▶ [Work required] Taking the line with "point_to(query) locates a point on each instance of the building" as the start, reproduce every line until the records end, exactly and with nothing added.

▶ [Record extracts]
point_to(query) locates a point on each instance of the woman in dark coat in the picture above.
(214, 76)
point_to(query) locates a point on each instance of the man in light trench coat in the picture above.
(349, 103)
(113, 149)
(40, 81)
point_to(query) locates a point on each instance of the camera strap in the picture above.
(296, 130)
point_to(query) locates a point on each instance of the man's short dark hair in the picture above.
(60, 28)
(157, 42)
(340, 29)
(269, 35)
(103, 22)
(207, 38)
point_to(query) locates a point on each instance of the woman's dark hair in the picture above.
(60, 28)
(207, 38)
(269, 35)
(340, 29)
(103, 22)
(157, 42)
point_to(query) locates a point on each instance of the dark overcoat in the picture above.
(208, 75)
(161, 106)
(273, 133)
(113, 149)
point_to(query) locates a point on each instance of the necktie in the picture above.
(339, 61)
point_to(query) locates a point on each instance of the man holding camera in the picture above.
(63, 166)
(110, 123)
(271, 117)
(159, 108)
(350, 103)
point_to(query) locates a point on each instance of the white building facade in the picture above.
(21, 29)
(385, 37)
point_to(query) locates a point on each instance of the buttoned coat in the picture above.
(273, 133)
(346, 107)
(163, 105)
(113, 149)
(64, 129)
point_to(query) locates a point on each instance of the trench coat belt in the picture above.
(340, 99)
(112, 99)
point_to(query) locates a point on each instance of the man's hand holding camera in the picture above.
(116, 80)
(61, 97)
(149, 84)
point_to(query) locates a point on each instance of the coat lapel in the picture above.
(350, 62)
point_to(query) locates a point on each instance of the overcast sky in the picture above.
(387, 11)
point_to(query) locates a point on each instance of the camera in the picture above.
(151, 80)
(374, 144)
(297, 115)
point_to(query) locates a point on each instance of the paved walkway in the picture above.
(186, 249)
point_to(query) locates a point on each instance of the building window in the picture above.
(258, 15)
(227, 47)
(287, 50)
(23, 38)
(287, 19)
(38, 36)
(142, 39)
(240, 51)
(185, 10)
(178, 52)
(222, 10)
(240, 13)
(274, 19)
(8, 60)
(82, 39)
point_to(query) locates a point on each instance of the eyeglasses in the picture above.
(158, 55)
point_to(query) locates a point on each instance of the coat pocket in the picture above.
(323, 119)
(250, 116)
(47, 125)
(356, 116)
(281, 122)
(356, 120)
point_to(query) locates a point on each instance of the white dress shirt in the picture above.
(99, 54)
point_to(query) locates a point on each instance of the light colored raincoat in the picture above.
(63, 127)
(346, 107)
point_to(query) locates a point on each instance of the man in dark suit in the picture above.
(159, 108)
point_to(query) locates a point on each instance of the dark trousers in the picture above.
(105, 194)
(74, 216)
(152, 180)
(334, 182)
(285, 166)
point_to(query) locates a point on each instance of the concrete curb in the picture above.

▶ [Written solution]
point_to(query) locates a point on each instance of the building window in the picture above.
(258, 15)
(227, 47)
(287, 50)
(23, 38)
(287, 19)
(38, 36)
(142, 39)
(240, 51)
(185, 10)
(178, 52)
(222, 10)
(240, 13)
(274, 19)
(8, 60)
(82, 39)
point_to(query) locates a point on each instance of the eyeglasses in the picture above.
(158, 55)
point_to(query) locates a point on each instance of the coat pocket in the picture above.
(323, 119)
(250, 116)
(47, 125)
(356, 116)
(281, 122)
(356, 120)
point_to(query) locates a point on each instance of the white dress shirt in the picture above.
(99, 54)
point_to(query) locates a point on each instance of the light colored raincoat in the picture above.
(63, 127)
(346, 107)
point_to(query) locates a point on each instance of the man in dark suit in the picture above.
(159, 108)
point_to(query) locates a point on each instance of the dark trousers in the picture above.
(105, 194)
(74, 216)
(152, 180)
(334, 182)
(285, 166)
point_to(query) locates a point on each instance of the concrete curb in the picture above.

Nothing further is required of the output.